>> BEGIN Article

Looks like the Rock is the head cop.

Does this mean the Rock and Vin Diesel are going to fight each other


----------



## FreeWorld (Dec 17, 2010)

so this is happed before tokyo drift? well thats good cause this could lead to where tokyo dirft left off

tokyo drift sequel anybody?


----------



## Thomaatj (Dec 17, 2010)

Just for Vin Diesel I'll watch this.


----------



## typhoon72 (Dec 17, 2010)

Watchin it for pure entertainment, and Jordana Brewster.


----------



## CrazyMoronX (Dec 17, 2010)

You gonna be fappin?


----------



## typhoon72 (Dec 17, 2010)

CrazyMoronX said:


> You gonna be fappin?


----------



## Adagio (Dec 17, 2010)

The Rock 
Vin Diesel 
ROMIE ROME!!! 

And how is Han in it? So this happens in the storyline before the start of the fourth movie?


----------



## Kenpachi_Uchiha (Dec 17, 2010)

So which one is technically the last one in terms of storyline? 3...Tokyo Drift?


----------



## ~Gesy~ (Dec 17, 2010)

sure seems that way


----------



## bigduo209 (Dec 17, 2010)

>> END Article
>> BEGIN Extracted entries

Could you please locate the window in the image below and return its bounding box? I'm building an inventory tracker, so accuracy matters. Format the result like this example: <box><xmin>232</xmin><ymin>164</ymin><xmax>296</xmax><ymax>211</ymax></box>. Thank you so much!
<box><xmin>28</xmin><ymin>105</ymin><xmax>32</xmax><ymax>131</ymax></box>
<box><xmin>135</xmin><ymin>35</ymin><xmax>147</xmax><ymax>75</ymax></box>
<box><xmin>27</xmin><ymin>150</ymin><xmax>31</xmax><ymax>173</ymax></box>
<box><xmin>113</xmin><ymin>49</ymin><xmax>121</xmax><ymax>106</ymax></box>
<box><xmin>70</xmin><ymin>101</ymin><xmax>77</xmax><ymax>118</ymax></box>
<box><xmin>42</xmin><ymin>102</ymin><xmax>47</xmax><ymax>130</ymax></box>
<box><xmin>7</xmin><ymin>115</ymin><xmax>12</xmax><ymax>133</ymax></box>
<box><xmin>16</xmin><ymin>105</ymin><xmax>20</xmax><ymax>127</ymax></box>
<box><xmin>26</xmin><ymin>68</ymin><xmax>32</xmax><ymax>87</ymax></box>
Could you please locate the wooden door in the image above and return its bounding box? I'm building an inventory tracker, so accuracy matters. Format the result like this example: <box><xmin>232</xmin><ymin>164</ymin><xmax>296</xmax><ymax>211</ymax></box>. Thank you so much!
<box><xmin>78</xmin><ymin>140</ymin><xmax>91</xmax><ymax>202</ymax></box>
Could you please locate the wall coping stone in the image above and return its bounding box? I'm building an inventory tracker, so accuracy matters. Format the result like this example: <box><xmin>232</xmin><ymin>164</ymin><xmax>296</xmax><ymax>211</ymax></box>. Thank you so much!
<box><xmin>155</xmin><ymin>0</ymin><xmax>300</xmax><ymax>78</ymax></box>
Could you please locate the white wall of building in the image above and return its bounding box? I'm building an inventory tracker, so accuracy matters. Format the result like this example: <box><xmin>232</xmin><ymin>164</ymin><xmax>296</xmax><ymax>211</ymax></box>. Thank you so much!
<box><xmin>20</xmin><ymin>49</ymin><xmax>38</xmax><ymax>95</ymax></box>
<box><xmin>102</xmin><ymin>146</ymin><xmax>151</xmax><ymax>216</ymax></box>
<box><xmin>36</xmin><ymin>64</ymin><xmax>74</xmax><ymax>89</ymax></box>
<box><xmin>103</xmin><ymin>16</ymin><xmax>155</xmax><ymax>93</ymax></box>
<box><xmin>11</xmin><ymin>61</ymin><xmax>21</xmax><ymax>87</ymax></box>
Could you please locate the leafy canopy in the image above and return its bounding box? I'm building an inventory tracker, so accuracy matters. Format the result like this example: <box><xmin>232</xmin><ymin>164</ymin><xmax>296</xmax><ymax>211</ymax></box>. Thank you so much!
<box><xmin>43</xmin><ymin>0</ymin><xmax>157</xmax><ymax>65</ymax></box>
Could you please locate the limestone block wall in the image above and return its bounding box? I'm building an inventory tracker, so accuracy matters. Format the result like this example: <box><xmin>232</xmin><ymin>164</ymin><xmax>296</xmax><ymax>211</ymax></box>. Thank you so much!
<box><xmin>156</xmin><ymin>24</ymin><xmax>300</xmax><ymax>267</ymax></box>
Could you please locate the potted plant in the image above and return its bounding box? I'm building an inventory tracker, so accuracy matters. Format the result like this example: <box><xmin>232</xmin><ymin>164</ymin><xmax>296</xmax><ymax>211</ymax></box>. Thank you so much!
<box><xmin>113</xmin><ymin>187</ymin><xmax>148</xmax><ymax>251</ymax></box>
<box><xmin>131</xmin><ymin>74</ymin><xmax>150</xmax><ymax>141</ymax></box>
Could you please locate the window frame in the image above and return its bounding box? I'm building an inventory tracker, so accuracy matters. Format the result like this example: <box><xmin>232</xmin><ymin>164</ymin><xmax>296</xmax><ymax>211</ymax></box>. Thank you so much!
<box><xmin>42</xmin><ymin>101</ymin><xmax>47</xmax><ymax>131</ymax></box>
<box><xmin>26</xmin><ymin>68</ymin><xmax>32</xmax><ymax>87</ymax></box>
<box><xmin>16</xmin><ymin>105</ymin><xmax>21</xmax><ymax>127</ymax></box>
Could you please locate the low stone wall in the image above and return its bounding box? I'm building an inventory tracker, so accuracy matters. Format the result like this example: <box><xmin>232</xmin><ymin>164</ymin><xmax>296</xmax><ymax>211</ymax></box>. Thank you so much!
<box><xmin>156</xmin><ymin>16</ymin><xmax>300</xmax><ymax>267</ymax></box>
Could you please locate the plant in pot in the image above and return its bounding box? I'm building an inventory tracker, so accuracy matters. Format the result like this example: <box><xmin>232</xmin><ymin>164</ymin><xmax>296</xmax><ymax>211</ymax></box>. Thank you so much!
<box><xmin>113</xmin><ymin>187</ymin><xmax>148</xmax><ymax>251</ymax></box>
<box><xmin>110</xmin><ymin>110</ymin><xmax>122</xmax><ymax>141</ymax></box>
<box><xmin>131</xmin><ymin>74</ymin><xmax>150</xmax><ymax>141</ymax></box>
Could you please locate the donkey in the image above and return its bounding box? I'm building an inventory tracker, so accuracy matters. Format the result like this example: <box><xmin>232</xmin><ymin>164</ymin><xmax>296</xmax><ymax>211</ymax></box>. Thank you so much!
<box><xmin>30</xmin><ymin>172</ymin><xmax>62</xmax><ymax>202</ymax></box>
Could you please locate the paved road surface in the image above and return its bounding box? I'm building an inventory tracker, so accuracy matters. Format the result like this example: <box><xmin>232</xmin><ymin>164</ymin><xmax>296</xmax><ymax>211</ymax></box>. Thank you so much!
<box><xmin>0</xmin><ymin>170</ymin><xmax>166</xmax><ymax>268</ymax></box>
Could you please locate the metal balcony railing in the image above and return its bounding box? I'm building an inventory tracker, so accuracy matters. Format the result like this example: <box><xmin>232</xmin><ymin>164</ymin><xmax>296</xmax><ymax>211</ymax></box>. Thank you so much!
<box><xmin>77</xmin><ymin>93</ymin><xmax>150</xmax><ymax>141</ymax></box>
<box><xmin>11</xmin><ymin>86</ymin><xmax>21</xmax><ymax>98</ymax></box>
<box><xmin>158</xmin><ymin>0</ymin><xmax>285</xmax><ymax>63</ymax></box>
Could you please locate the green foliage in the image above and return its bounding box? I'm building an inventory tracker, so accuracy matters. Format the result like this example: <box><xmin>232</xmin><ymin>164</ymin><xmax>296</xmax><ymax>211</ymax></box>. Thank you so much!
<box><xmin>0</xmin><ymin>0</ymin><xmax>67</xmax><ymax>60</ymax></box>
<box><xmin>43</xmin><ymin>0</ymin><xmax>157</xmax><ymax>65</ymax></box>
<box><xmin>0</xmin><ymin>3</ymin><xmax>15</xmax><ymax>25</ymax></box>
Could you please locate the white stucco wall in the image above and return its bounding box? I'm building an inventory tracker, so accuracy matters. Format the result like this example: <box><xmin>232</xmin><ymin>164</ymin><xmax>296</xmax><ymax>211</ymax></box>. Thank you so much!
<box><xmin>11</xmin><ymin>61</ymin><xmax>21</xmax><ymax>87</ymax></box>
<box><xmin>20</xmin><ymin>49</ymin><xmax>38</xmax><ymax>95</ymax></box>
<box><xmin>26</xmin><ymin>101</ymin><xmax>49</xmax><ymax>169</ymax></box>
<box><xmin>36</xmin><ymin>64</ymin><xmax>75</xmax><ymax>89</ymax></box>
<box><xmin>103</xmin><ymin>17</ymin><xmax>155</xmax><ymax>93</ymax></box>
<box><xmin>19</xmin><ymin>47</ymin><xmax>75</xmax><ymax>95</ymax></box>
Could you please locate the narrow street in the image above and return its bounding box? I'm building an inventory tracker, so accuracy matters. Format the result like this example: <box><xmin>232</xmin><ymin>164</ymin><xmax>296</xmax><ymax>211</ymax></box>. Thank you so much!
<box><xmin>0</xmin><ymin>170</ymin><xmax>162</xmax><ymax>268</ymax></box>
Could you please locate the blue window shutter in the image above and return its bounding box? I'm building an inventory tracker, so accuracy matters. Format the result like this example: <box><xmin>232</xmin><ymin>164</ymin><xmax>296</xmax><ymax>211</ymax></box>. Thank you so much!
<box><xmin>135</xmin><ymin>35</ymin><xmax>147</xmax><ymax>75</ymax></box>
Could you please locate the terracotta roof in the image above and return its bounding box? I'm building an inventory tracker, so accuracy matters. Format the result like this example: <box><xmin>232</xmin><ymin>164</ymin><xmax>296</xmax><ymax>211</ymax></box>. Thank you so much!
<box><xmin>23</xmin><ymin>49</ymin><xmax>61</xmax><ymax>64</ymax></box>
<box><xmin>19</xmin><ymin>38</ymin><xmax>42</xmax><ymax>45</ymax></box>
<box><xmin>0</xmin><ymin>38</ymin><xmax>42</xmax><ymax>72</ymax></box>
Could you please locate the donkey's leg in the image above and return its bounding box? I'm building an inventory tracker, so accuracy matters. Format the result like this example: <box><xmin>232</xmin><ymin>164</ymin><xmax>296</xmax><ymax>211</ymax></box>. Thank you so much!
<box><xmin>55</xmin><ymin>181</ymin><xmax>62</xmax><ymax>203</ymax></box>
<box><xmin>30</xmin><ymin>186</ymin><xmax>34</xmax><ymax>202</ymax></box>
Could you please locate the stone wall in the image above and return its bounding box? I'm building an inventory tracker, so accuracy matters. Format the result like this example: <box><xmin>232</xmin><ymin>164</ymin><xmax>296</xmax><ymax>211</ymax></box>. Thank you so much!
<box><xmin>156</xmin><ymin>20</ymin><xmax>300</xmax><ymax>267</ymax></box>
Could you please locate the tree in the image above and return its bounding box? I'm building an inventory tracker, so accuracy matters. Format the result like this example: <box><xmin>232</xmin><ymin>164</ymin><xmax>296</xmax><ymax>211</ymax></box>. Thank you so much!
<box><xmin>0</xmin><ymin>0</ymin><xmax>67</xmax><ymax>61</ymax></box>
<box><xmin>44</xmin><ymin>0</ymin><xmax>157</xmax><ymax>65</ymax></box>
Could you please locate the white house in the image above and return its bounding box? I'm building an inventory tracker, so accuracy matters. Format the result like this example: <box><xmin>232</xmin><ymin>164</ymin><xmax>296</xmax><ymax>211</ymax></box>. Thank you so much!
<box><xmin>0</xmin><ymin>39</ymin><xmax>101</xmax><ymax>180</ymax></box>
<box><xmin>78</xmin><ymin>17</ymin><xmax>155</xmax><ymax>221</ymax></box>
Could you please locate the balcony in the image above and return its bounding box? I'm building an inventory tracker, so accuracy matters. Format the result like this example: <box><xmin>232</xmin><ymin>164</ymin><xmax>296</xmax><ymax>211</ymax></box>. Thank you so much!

>> END Extracted entries

Goals:
A. In the movie forum thread, what reasons does typhoon72 give for watching the film?
B. Pick up the movie forum thread where it stops, with bigduo209's post.

Task results:
A. Pure entertainment, and Jordana Brewster.

B.
*LOL!!!*

Looks good, I'm actually looking forward to seeing this movie. It may have mindless action, but I wasn't looking forward to it being an intellectual movie by any standards.


----------



## Zen-aku (Dec 17, 2010)

bigduo209 said:


> *LOL!!!*
> 
> Looks good, I'm actually looking forward to seeing this movie. *It may have mindless action*, but I wasn't looking forward to it being an intellectual movie by any standards.



since when is this a negative.....


----------



## Canute87 (Dec 19, 2010)

You know if they're constantly going to be queezing prequels because they fucking killed of han in tokyo drift maybe it wasn't a good idea to kill han in the first place.

This is like devil may cry.


----------



## Delta Shell (Dec 19, 2010)

Canute87 said:


> You know if they're constantly going to be queezing prequels because they fucking killed of han in tokyo drift maybe it wasn't a good idea to kill han in the first place.
> 
> This is like devil may cry.



He will have survived and it will be a sequel. Japanese people have natural +10 Fire Resistance.


----------



## Rukia (Dec 19, 2010)

Maybe Han didn't really die?  Maybe he survived?  Maybe his double took his place before that final scene?  They can come up with some bullshit.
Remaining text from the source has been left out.